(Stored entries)
** Begin **

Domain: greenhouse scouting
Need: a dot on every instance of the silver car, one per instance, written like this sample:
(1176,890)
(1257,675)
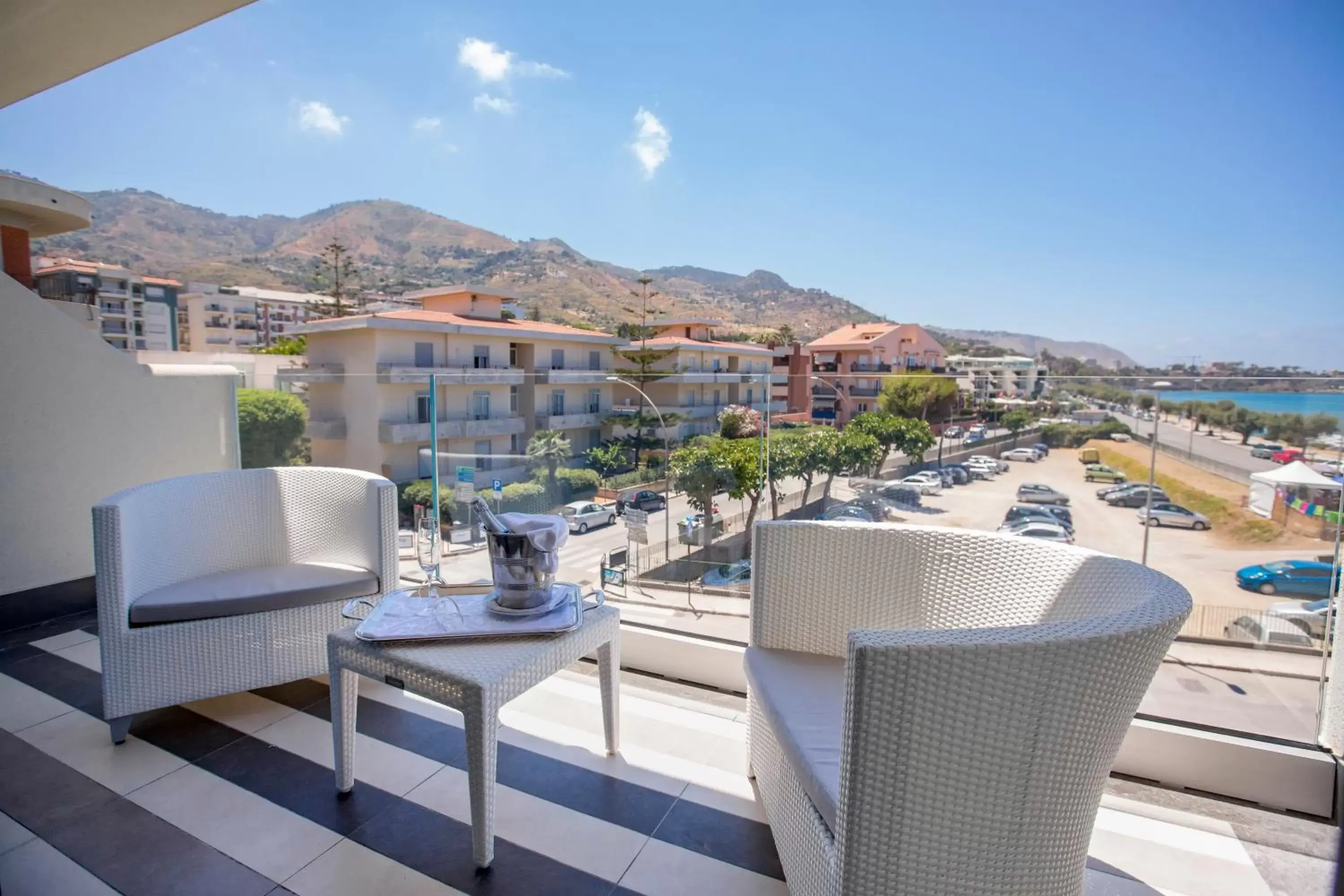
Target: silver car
(585,515)
(1168,513)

** End **

• **What you need to do**: Reproduce the data above verbatim, line by line, and omit the pictures.

• **Complete answer**:
Domain: greenhouse scouting
Need: a dot on every instance of the silver car, one per instance, written like this sample:
(1176,890)
(1257,675)
Target: silver car
(585,515)
(1168,513)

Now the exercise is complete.